Found the Tamora a bit underwhelming to drive.


----------



## terry lloyd (Feb 12, 2014)

My friend has a T350 Its ......ummmm interesting


----------



## borat52 (Jan 29, 2006)

Sam McGoo said:


> Is that a Tamora with Sagaris panels?
> 
> I love TVRs but just wish the more modern ones had a v8 option. I've been tempted by a Cerbera 4.5 so many times....but love the look of the Sagaris more.
> 
> Found the Tamora a bit underwhelming to drive.


Essentially it is. All the T cars have got the same chassis, but the Sag is lower and wider due to a different location on the pick up points for the wishbones on the chassis.

You can graft on a Sag front and back to a tamora and then make mods to widen the track and lower the ride height to end up with something very close to a real Sag. Unfortunately all the replacement real Sag chassis are now gone.


I went out in a 600bhp ls7 powered Tamora last year, thats 600bhp in less than 1100kg. Scariest thing I've ever been near. Would have killed myself in that.

§

Print the passage from the TVR thread starting at "Essentially it is." and ending at "on the chassis.", word for word. The entries that follow have no connection to the forum thread about TVR cars.

§

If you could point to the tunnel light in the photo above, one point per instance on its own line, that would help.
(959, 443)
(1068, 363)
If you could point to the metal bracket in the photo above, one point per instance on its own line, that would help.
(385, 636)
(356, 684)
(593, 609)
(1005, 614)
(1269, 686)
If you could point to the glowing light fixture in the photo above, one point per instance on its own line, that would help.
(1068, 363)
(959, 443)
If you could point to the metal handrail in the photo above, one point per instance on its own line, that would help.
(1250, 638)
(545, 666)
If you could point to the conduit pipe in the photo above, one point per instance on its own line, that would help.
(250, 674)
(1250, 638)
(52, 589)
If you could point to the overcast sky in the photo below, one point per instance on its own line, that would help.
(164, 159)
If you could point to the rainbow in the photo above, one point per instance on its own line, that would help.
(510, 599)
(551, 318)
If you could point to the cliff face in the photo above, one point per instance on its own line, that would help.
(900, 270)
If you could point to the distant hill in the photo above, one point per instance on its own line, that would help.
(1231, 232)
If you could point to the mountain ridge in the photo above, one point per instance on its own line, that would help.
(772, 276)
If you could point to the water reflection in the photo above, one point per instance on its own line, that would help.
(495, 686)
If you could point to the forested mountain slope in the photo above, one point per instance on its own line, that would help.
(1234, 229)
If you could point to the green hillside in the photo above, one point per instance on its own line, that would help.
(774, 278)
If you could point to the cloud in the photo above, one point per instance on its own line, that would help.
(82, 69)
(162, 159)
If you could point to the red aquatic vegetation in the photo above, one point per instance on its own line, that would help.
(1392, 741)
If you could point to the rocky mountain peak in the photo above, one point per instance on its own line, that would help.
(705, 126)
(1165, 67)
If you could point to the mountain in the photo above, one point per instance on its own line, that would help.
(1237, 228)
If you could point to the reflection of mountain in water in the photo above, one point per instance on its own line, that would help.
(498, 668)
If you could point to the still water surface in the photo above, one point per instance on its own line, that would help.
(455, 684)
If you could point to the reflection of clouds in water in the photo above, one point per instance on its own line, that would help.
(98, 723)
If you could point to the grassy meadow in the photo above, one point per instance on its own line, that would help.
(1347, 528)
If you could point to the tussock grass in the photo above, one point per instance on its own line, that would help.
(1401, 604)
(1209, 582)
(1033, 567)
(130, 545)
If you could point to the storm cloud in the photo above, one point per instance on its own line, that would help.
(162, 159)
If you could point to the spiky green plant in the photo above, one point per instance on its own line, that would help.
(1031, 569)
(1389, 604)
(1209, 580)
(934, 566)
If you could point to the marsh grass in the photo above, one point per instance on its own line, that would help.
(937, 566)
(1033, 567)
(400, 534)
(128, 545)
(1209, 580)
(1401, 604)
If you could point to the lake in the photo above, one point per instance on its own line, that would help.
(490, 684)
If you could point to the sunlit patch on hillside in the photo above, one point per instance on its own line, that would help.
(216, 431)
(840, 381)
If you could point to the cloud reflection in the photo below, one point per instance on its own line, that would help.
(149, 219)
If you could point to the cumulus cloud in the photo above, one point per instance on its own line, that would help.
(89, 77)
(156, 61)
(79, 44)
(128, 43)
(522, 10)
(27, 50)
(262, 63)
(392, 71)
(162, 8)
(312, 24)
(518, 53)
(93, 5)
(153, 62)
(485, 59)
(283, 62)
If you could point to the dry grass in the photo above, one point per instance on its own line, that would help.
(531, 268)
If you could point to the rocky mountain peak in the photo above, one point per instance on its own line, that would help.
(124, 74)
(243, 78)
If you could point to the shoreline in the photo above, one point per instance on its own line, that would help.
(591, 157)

§

■ RESPONSE TO THE TASK
Essentially it is. All the T cars have got the same chassis, but the Sag is lower and wider due to a different location on the pick up points for the wishbones on the chassis.